* Aim of the task: Print every one of the following records word for word, omitting the pictures.

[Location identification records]
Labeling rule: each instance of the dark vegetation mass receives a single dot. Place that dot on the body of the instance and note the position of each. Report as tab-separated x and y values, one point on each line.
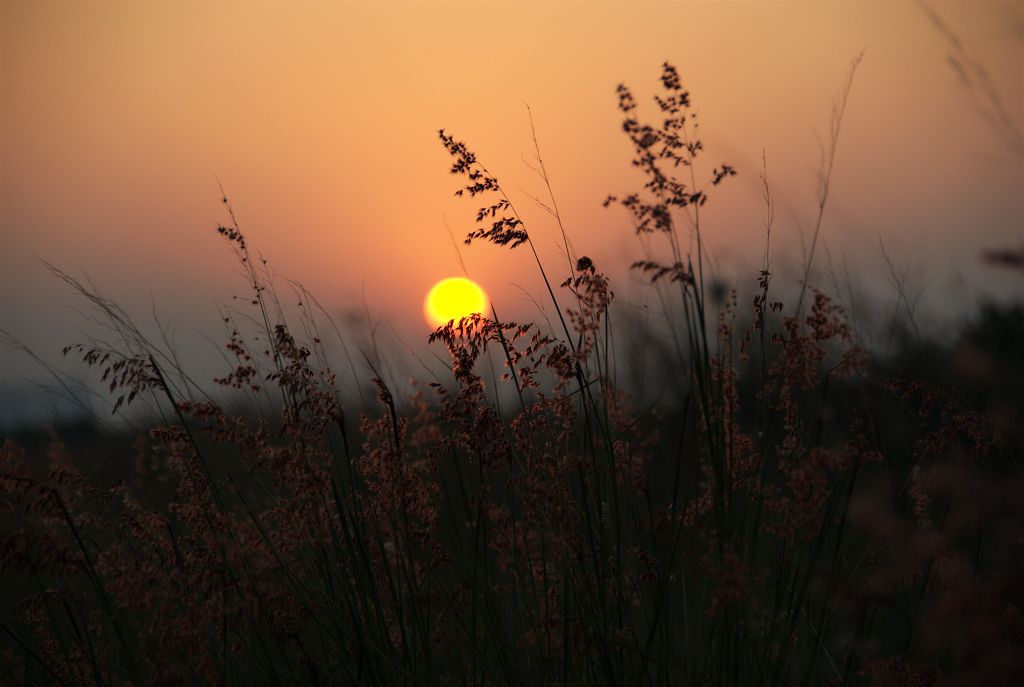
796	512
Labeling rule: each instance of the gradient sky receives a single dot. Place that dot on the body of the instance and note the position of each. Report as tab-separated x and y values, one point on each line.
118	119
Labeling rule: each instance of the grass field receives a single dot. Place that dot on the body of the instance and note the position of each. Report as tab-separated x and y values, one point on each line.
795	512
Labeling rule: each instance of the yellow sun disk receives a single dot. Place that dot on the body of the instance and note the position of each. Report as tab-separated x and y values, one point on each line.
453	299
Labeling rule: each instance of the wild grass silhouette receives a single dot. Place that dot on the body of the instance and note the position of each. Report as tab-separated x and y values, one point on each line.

* Exercise answer:
Labeling rule: each instance of the dark vegetation mass receives a single dot. Place that dot on the body of the instance and note the position of each. Report as tab-separated x and y values, one point on each line.
796	512
Labeling rule: each instance of the gradient sky receives a single dot. Place that dot on the body of the instance and note the position of each. Report as tab-separated x and y values, one point on each line.
118	119
Labeling rule: each instance of the grass field receives a single dot. Place that dot on the body of the instance and note the position of each. Report as tab-separated x and y values, one point on each line.
795	512
Labeling rule: each instance of the yellow sun disk receives a single dot. Place that dot on the body of the instance and note the position of each. Report as tab-separated x and y values, one point on each line.
453	299
Labeling rule: each instance of the wild grass silhouette receives a single dot. Place that dot on the body of the instance and note the position of each. Report as tab-separated x and y values, one point on each line.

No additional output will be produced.